### EXTRACT PROVIDED

━━━

The Euro-CD market for Latin American borrowers started in April 1990 when Mexican banks began issuing negotiable Euro-CDs through their London branches.37 Initially, yields were high (some 15 percent for Mexican issuers) to generate investor interest. Subsequently, yields on Mexican Euro-CDs declined sharply, reflecting lower U.S. short-term rates, the narrowing Mexican risk premium, and constraints on supply resulting from new regulations imposed by Banco de México to limit the growth of foreign deposit-taking by Mexican banks. Argentine, Brazilian, and Venezuelan banks began issuing Euro-CDs after mid-1991, but at higher interest rates than Mexican issues. By April 1992, outstanding Euro-CDs issued by a total of 14 Latin American banks amounted to about $13.5 billion, of which $12.4 billion represented claims on Mexican banks. In addition to Latin American banks, other developing country borrowers have re-entered the Euro-CD market, including Iktisat Bankasi, a private Turkish bank, which opened the first Euro-CD facility by a Turkish borrower since 1988.

━━━

### DATA EXTRACT

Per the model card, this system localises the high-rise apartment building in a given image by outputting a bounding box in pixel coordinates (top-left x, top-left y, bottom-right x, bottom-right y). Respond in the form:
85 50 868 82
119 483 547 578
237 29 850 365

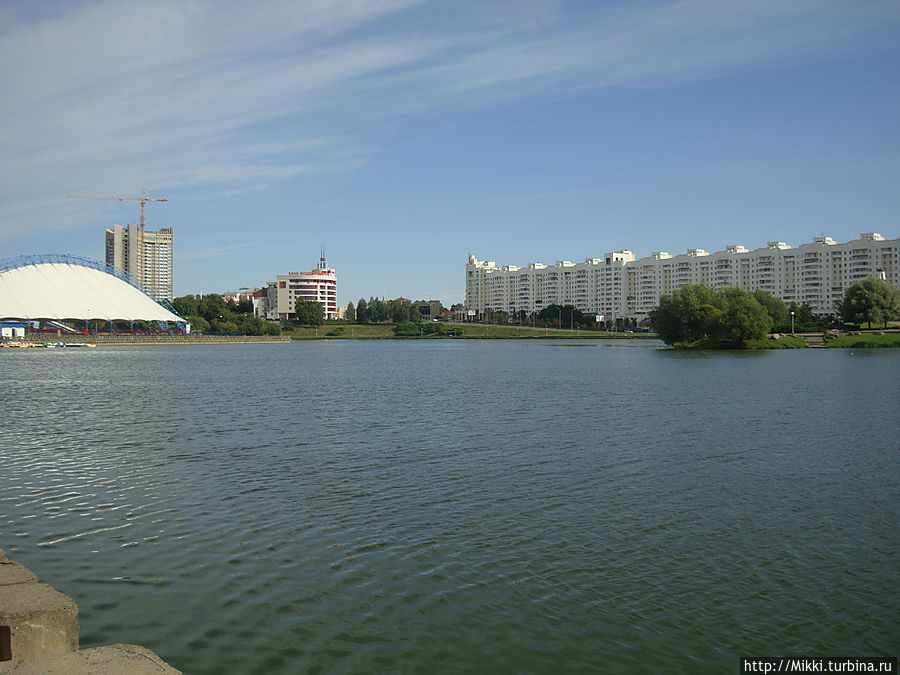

━━━

### TASKS FOR THIS EXERCISE
**A.** From the passage on the Euro-CD market, list every country whose banks it says issued Euro-CDs.
**B.** Turn the paragraph beginning "The Euro-CD market for Latin American borrowers" in the Euro-CD passage into a short bulleted list that keeps its main facts.
**C.** Write the next part of the passage on the Euro-CD market for Latin American borrowers, starting after its final sentence.

### ANSWERS FOR THE EXERCISE
**A.** Mexico, Argentina, Brazil, Venezuela, Turkey

**B.**
- The market began in April 1990, when Mexican banks started issuing negotiable Euro-CDs through their London branches.
- Early yields were high (about 15 percent for Mexican issuers) to attract investors.
- Mexican yields later fell sharply because of lower U.S. short-term rates, a narrower Mexican risk premium, and Banco de México rules limiting foreign deposit-taking by Mexican banks.
- Argentine, Brazilian, and Venezuelan banks began issuing after mid-1991, at higher rates than Mexican issues.
- By April 1992, 14 Latin American banks had about $13.5 billion outstanding, $12.4 billion of it owed by Mexican banks.
- Other developing-country borrowers have also returned. Among them is Iktisat Bankasi, a private Turkish bank, which opened the first Euro-CD facility by a Turkish borrower since 1988.

**C.**
A number of Euro-commercial paper (CP) programs have recently been established for Latin American corporate borrowers. The first such program was established in April 1991 when Hylsa, Mexico’s largest private steel producer, established a $100 million program. Seven other Mexican corporate borrowers have since tapped the Euro-CP market.38 The largest programs for Latin American borrowers were established by the United Mexican States (UMS) and Nafinsa in early 1992. The UMS Euro-CP program was the first to be established by a Latin American sovereign borrower. The $500 million multicurrency facility was intended to help establish a short-term yield curve for Mexican debt instruments and diversify Mexico’s funding base by attracting money management funds. The facility provides for paper maturities ranging from 30 days to 365 days. The UMS has reportedly issued several tranches with pricing close to 100 basis points over LIBOR. Also, a recent CP program established by Pemex in the United States features credit enhancement in the form of a letter of credit facility arranged by Swiss Bank Corporation, thus carrying an A1 plus rating. Pemex was the first Latin American borrower to tap the U.S.-CP market.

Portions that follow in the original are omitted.